Excerto do documento
┌──
Ministro do Planeamento e Administração do Territõrio

C/c Ministro das Finanças

Rec. nº 170/A/94
Proc.: R-4106/91
Data: 1994-11-24
Área: A5

ASSUNTO: ADMINISTRAÇÃO PÚBLICA

Sequência:

1. A Senhora …… , ex-trabalhadora contratada do extinto Gabinete da Área de Sines (G.A.S), em queixa que me dirigiu, alegou essencialmente o seguinte:

a) O contrato de trabalho que a vinculou ao extinto Gabinete da Área de Sines, inicialmente celebrado pelo prazo de seis meses, veio a ser sucessivamente renovado até 2 de Maio de 1986, data em que foi despedida sem justa causa.

b) Inconformada com tal decisão, instaurou acção sumária emergente de contrato de trabalho contra o Gabinete da Área de Sines, no Tribunal de Trabalho de Lisboa (Proc. nº …/86, do 4º Juízo, 1ª Secção), tendo a sentença, proferida em 03.11.88, condenado o R.G.A.S. “…a pagar à … os salários e mais direitos vencidos a partir da data de 1 de Maio 86 até à data do efectivo reingresso na empresa…”, e ainda “…os juros legais
sobre os salários vencidos e não pagos e contados desde a data dos respectivos vencimentos até à data do seu recebimento efectivo”.

c) Interposto recurso de apelação da mencionada decisão para o Tribunal da Relação de Lisboa, veio esta a ser confirmada e o recurso a ser julgado improcedente, por Acórdão emitido em 12.07.89, o qual transitou em julgado.

d) No entanto, a despeito da existência de decisão judicial transitada em julgado, o Gabinete da Área de Sines não pagou à reclamante as quantias que lhe eram e continuam a ser devidas, apesar de esta haver solicitado o seu pagamento com reiterada insistência.

e) Entretanto, sem que houvesse sido instaurada execução da mencionada decisão condenatõria do 4º Juízo do Tribunal de Trabalho de Lisboa, veio a ser extinto o Gabinete da Área de Sines, através da publicação do Decreto-Lei nº 228/89, de 17 de Julho.

f) No artigo 2º, nº 2, alínea g), deste diploma legal prescreveu-se que o pagamento aos credores do extinto Gabinete se deveria fazer “por negociação, caso a caso”.

g) Porém, o crédito da reclamante não veio a ser reconhecido pelo administrador liquidatário.

h) Ulteriormente, foi publicado o Decreto-Lei nº 297/91, de 16 de Agosto, o qual veio permitir no respectivo artigo 1º, nº 2, a instauração, contra o Estado, de processos especiais de impugnação de não reconhecimento por parte dos credores que não viessem a obter o reconhecimento dos seus créditos.

i) E ao abrigo da disposição legal atrás citada veio a reclamante a deduzir acção especial de impugnação contra o Estado, acção distribuída ao 3º Juízo Cível da Comarca de Lisboa (1ª Secção), que, embora já saneada (despacho de 21.12.93), ainda não foi decidida.
└──
Listagem fornecida
┌──
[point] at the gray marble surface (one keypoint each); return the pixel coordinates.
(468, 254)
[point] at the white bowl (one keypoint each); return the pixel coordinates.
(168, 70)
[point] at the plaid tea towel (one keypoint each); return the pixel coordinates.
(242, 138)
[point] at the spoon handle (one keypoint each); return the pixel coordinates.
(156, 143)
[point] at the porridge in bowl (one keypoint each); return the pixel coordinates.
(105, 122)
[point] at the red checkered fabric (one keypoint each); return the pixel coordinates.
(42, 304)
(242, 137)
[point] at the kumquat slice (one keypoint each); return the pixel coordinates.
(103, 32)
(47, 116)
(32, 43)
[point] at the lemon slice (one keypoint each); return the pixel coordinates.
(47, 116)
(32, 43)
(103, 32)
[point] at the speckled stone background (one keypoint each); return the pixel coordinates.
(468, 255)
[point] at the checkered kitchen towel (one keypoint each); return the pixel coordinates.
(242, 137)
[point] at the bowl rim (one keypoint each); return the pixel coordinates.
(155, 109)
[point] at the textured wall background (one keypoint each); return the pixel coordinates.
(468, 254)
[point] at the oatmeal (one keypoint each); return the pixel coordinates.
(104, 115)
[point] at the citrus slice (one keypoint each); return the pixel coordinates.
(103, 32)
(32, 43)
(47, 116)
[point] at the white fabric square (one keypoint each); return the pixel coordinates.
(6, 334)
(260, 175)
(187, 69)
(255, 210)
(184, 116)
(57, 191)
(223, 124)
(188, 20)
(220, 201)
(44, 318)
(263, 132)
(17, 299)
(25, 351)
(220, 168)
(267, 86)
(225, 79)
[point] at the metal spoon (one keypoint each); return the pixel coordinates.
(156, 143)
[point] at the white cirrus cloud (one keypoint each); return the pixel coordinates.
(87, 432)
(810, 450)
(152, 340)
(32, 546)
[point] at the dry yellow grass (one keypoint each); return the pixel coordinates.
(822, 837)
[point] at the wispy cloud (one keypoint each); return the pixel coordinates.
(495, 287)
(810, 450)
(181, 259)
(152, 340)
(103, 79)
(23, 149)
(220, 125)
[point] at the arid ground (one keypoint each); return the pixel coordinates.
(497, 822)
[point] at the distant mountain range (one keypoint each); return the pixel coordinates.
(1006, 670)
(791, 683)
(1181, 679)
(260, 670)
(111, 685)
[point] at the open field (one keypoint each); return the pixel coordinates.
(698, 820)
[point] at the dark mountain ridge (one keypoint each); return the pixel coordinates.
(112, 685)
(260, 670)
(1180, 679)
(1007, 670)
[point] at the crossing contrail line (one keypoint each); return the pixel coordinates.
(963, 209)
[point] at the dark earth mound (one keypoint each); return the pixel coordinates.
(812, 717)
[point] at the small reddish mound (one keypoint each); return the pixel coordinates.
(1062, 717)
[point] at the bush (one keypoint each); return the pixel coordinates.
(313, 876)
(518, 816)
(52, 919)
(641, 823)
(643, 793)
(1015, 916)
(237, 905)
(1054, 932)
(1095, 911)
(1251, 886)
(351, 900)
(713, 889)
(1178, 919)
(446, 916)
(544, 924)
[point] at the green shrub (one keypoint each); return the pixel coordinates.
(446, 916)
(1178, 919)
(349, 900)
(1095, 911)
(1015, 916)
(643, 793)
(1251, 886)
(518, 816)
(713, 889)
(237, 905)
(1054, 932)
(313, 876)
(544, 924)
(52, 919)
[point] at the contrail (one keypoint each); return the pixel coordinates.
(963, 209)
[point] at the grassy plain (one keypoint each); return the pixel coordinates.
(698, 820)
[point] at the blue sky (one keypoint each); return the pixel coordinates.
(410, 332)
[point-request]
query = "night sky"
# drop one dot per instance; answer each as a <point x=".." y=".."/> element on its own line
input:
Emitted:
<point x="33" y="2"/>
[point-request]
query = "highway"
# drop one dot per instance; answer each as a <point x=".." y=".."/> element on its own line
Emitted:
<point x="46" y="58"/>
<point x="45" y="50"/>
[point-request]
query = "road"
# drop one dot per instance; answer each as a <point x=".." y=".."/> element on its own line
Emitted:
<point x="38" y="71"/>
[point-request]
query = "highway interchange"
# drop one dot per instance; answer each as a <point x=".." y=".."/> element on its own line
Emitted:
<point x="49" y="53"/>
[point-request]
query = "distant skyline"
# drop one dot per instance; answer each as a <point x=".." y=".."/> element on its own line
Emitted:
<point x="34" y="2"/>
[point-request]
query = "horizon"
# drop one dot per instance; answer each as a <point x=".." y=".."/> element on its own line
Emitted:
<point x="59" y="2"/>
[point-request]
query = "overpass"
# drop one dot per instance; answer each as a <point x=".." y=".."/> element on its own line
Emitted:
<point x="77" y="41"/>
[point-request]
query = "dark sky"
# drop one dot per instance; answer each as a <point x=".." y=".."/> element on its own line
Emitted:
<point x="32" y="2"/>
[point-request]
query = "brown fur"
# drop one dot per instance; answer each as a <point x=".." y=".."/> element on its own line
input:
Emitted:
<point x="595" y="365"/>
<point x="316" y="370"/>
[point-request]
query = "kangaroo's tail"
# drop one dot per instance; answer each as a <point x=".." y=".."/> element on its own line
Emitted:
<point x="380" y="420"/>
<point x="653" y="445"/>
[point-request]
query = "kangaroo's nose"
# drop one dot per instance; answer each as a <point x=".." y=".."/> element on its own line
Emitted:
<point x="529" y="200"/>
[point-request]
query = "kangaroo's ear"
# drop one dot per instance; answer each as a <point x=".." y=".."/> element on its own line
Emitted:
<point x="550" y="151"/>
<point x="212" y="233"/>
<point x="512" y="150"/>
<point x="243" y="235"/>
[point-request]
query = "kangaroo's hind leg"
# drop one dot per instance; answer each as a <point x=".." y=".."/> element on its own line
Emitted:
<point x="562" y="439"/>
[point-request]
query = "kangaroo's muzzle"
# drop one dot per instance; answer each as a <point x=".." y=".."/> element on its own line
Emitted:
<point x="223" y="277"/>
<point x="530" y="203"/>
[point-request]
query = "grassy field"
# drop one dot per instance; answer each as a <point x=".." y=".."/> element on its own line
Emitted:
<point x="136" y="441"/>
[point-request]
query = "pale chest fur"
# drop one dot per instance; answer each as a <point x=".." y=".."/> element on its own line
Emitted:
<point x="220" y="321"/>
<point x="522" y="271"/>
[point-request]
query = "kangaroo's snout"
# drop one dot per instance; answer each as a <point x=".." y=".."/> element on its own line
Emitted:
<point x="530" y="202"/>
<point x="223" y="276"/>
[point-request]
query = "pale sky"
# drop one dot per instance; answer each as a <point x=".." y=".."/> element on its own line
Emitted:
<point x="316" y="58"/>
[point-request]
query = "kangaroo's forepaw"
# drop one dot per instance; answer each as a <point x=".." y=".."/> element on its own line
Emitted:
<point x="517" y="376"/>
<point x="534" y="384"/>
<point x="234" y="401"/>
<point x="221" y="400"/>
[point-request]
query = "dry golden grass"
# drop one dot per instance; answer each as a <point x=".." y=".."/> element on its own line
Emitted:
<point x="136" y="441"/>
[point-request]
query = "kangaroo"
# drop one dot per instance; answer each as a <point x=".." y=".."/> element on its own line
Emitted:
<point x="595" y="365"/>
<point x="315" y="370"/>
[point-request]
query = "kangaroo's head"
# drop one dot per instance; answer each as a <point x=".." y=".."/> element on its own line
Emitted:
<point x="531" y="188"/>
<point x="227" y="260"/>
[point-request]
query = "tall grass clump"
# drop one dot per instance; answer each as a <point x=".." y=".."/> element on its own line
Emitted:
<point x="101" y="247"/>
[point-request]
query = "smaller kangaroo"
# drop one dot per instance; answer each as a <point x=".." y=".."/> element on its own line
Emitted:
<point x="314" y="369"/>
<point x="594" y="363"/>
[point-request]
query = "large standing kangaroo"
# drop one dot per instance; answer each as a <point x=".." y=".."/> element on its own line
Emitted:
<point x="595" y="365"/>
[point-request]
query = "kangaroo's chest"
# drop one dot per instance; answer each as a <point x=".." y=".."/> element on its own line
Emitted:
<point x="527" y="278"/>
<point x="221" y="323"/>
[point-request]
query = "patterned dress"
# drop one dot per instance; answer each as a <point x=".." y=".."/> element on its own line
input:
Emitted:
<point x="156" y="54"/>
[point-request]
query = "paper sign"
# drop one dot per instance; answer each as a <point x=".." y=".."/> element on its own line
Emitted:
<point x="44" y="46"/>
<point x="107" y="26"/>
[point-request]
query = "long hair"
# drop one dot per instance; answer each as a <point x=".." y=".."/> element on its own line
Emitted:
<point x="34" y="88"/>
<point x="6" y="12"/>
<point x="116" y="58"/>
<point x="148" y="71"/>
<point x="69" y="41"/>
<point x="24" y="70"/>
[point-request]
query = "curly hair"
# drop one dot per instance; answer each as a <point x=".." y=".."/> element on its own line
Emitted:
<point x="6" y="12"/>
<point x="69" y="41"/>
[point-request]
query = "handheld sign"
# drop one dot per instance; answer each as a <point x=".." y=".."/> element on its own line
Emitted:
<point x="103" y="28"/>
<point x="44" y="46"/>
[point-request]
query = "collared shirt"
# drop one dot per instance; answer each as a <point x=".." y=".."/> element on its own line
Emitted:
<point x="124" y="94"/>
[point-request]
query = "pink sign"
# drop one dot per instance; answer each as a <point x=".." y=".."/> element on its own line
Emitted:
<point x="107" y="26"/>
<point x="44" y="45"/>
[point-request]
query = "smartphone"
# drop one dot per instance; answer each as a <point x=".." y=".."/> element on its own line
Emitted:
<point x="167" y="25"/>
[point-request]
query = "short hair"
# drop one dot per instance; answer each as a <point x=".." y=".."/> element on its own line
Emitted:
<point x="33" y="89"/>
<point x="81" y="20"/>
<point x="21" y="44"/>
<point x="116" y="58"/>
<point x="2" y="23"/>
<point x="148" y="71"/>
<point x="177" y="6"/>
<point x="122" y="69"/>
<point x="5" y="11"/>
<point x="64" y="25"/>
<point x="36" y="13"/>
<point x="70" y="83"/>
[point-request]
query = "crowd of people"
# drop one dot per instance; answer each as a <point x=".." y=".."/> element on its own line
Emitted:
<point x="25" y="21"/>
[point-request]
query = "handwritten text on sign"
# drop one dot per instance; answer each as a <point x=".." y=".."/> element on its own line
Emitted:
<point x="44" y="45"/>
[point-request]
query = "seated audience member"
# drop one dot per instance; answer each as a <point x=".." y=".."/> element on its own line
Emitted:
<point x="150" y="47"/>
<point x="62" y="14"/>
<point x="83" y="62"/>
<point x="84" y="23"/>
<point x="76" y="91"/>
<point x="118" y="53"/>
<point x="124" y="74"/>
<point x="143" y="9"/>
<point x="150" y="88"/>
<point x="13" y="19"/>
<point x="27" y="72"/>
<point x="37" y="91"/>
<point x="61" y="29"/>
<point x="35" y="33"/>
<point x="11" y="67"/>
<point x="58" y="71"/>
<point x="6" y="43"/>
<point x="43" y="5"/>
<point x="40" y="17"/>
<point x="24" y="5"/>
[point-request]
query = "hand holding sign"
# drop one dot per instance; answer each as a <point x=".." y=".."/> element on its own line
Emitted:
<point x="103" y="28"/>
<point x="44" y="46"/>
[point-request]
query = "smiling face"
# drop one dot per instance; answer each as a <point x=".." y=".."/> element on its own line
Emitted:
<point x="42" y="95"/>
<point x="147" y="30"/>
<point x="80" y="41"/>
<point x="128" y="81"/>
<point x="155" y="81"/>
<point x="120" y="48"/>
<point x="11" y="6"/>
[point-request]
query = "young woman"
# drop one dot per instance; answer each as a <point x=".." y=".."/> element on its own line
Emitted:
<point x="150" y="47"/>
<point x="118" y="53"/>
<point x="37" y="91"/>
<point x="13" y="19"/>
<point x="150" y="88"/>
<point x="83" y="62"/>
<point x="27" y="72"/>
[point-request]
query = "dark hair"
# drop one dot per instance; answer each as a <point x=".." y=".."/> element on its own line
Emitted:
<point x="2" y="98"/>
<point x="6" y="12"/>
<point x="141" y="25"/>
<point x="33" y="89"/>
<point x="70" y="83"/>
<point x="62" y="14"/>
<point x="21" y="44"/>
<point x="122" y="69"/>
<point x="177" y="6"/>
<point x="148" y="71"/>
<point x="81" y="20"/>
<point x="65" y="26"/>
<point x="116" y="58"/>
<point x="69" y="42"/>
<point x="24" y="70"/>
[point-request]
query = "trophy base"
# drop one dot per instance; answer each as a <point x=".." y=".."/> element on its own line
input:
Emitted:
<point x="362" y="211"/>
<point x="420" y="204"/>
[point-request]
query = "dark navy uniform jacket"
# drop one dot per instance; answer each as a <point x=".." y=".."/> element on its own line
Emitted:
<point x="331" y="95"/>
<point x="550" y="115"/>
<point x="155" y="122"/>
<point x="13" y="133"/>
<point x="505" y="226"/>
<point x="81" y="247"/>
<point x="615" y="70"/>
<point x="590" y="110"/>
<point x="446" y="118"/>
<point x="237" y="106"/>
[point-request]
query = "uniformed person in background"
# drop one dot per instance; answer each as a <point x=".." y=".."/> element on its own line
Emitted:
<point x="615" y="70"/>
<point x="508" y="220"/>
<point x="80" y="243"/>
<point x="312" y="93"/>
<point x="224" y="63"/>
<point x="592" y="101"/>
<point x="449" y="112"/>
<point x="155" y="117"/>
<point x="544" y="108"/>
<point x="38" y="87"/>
└──
Lista de tarefas
a) No texto sobre a queixa contra o Gabinete da Área de Sines, por que razão pôde a reclamante mover a ação especial de impugnação contra o Estado? Responda em uma a três frases.
b) Prossiga o texto sobre a queixa contra o Gabinete da Área de Sines, começando logo após a última frase apresentada.
A listagem vem de outra fonte.

Conjunto de respostas
a) O administrador liquidatário do extinto Gabinete não reconheceu o crédito da reclamante. O Decreto-Lei nº 297/91, de 16 de Agosto, permitia, no artigo 1º, nº 2, que os credores sem reconhecimento dos seus créditos movessem contra o Estado processos especiais de impugnação desse não reconhecimento. Foi ao abrigo dessa norma que ela avançou com a ação.

b)
f) Solicitou, enfim, a reclamante a intervenção do Provedor de Justiça junto da Administração – Ministério do Planeamento e Administração do Território – no sentido do cumprimento efectivo da decisão condenatória do 4º Juízo do Tribunal de Trabalho de 3.11.88, confirmada pelo Acórdão do Tribunal da Relação de Lisboa de 12.07.89.

2. O precedente registo factual veio a ser inteiramente confirmado na instrução a que se procedeu no processo organizado neste órgão do Estado com base na aludida queixa.

3. Solicitada informação pertinente ao assunto em causa ao Ministério do Planeamento e Administração do Território, veio o mesmo, através de sucessivas informações prestadas à Provedoria de Justiça, sustentar o entendimento de que “nem a relação material controvertida se encontrava esclarecida e estabelecida no direito, nem a exponente terá esgotado os meios judiciais ao seu alcance para poder fazer valer a sua pretensão” (Informações nº 24/DSJ/92 e nº 44/DSJ/92, prestadas pelo Exmº consultor jurídico do M.P.A.T.).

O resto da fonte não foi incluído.